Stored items
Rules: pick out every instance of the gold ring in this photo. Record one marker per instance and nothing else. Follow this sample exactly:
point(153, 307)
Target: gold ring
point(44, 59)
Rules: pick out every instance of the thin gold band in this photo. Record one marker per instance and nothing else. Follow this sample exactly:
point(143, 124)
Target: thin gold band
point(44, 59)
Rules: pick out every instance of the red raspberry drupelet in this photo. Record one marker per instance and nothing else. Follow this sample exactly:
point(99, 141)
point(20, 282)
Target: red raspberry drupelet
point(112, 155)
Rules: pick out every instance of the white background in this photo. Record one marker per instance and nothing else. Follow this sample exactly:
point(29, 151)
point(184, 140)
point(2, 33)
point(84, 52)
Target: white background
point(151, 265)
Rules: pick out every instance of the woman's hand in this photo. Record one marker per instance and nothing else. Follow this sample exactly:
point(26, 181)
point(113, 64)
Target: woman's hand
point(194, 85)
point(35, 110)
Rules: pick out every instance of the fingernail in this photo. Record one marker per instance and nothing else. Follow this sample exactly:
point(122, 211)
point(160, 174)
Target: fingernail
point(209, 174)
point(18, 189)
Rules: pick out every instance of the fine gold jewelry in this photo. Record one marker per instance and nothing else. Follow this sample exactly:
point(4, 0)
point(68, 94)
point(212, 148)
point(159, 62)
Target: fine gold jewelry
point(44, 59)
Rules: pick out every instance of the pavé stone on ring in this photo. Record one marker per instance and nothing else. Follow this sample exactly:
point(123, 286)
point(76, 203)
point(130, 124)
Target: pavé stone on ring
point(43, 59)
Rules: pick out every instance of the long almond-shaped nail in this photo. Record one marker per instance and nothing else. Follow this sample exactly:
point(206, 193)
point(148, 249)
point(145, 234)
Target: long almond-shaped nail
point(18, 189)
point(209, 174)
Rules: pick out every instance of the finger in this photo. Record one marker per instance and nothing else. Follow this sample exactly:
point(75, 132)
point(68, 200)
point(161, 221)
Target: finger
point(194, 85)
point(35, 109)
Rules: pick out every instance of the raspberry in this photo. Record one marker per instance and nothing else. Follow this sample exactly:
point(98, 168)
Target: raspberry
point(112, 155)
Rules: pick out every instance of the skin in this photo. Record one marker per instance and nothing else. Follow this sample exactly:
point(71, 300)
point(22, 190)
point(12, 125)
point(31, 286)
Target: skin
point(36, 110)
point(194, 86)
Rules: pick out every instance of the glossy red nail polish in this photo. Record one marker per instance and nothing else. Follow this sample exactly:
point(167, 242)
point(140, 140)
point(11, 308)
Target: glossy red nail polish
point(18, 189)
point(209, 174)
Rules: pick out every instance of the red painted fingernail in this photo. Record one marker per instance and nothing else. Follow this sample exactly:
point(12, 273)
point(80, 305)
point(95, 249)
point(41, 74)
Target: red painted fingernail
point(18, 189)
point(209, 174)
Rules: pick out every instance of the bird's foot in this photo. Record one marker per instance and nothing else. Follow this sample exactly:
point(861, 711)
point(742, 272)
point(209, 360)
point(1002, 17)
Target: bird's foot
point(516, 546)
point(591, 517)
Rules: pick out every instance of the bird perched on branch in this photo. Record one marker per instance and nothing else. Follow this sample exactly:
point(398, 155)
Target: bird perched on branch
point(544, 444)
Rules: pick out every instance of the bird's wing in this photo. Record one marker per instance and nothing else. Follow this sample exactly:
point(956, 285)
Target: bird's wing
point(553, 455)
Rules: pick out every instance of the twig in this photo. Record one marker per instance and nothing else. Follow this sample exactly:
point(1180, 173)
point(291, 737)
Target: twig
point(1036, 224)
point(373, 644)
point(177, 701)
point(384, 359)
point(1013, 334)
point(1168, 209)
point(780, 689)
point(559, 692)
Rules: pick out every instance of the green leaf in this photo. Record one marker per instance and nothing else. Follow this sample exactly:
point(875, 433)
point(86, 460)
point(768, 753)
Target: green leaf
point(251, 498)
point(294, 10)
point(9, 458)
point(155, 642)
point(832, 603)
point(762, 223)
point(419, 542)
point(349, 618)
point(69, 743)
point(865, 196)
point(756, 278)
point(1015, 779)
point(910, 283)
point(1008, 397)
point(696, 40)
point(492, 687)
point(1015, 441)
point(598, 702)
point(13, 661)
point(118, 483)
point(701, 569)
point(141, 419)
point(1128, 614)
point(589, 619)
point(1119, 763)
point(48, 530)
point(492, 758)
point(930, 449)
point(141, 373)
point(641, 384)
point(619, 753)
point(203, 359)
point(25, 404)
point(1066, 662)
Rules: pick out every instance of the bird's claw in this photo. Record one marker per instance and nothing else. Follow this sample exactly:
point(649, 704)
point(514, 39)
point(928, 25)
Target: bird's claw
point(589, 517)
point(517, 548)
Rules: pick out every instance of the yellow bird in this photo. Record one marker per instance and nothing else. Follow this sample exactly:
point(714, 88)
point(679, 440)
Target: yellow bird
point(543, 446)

**Work to be completed:** Copy out the data shown above without altering anything.

**Answer to this task:**
Rules: pick out every instance of the gold ring in this photo. Record one marker per instance and nothing else. Follow this sample exactly:
point(153, 307)
Target: gold ring
point(44, 59)
Rules: pick out every instance of the thin gold band in this photo. Record one marker per instance and nothing else. Follow this sample exactly:
point(143, 124)
Target: thin gold band
point(44, 59)
Rules: pick out every instance of the red raspberry drupelet in this photo. Record one marker per instance and nothing else. Follow this sample exactly:
point(99, 141)
point(20, 282)
Target: red raspberry drupelet
point(112, 155)
Rules: pick out every instance of the white background in this photo. Record one marker per instance and nothing else. Follow this sample exactly:
point(29, 151)
point(184, 140)
point(2, 33)
point(84, 52)
Target: white background
point(151, 265)
Rules: pick out every instance of the woman's hand in this photo. Record one marker per instance and nothing else. Follow this sample exactly:
point(26, 181)
point(113, 64)
Target: woman's hand
point(194, 85)
point(35, 110)
Rules: pick out every instance of the fingernail in this photo. Record one marker per instance and nothing else. Follow this sample exactly:
point(122, 211)
point(160, 174)
Target: fingernail
point(209, 174)
point(18, 189)
Rules: pick out every instance of the fine gold jewelry in this photo. Record one marker per instance and nothing else. Follow this sample exactly:
point(4, 0)
point(68, 94)
point(212, 148)
point(159, 62)
Target: fine gold jewelry
point(44, 59)
Rules: pick out every instance of the pavé stone on ring in this photo. Record one marker per instance and nothing else. Follow this sample exactly:
point(123, 286)
point(76, 203)
point(130, 124)
Target: pavé stone on ring
point(43, 59)
Rules: pick out every instance of the long almond-shaped nail in this photo. Record one marker per instance and nothing else. Follow this sample exactly:
point(206, 193)
point(148, 249)
point(145, 234)
Target: long almond-shaped nail
point(18, 189)
point(209, 174)
Rules: pick out every instance of the finger in this photo. Record one marker per instance and nothing else. Follow this sample exactly:
point(75, 132)
point(68, 200)
point(161, 221)
Target: finger
point(194, 85)
point(35, 109)
Rules: pick out every instance of the raspberry in this photo. Record one marker per instance and nothing else. Follow this sample exactly:
point(98, 168)
Target: raspberry
point(112, 155)
Rules: pick out every instance of the skin in this photo. Record one marker per instance and nothing else. Follow this sample exactly:
point(71, 300)
point(22, 190)
point(12, 125)
point(31, 286)
Target: skin
point(36, 110)
point(194, 86)
Rules: pick out every instance of the glossy red nail polish in this photo. Record one marker per instance and nothing else. Follow this sample exactly:
point(167, 242)
point(140, 140)
point(11, 308)
Target: glossy red nail polish
point(18, 189)
point(209, 174)
Rules: pick out every instance of the red painted fingernail in this photo. Record one marker per instance and nothing else. Follow this sample exactly:
point(12, 273)
point(80, 305)
point(95, 249)
point(41, 74)
Target: red painted fingernail
point(18, 189)
point(209, 174)
Rules: pick out every instance of the bird's foot in this photo. Record one marker per instance and nothing else. Follow this sample exactly:
point(861, 711)
point(742, 272)
point(209, 360)
point(1002, 17)
Target: bird's foot
point(516, 546)
point(591, 517)
Rules: pick out every instance of the bird perched on branch in this photo. Record one marker per instance and nothing else. Follow this sample exactly:
point(398, 155)
Target: bird perched on branch
point(544, 444)
Rules: pick out every instance of the bird's wing in this photo. Record one marker per instance and nothing else. Follow this sample exactly:
point(956, 285)
Target: bird's wing
point(553, 455)
Rules: pick out every instance of the twig in this photo. Record one marker per instance and nothing else. Follow this sample exactly:
point(1180, 173)
point(291, 737)
Target: twig
point(1036, 224)
point(373, 644)
point(177, 701)
point(384, 359)
point(1013, 334)
point(1168, 209)
point(780, 689)
point(559, 692)
Rules: pick out every instance of the green leaf in this photo. Record one marker per instance and nothing else. Follow this sample exactly:
point(875, 433)
point(86, 460)
point(768, 753)
Target: green leaf
point(251, 498)
point(294, 10)
point(9, 458)
point(155, 642)
point(832, 603)
point(762, 223)
point(419, 542)
point(349, 618)
point(69, 743)
point(865, 196)
point(756, 278)
point(1015, 779)
point(910, 283)
point(1008, 397)
point(696, 40)
point(492, 687)
point(1015, 441)
point(598, 702)
point(13, 661)
point(118, 483)
point(701, 569)
point(141, 419)
point(1128, 614)
point(589, 619)
point(1119, 763)
point(48, 530)
point(492, 758)
point(930, 449)
point(141, 373)
point(641, 384)
point(619, 753)
point(203, 359)
point(25, 404)
point(1066, 662)
Rules: pick out every instance of the bird's claw in this photo. Record one marker per instance and nothing else. Follow this sample exactly:
point(649, 704)
point(514, 39)
point(928, 25)
Target: bird's claw
point(589, 517)
point(517, 548)
Rules: pick out every instance of the yellow bird in this photo. Record one marker per instance and nothing else. Follow this sample exactly:
point(714, 88)
point(679, 440)
Target: yellow bird
point(543, 446)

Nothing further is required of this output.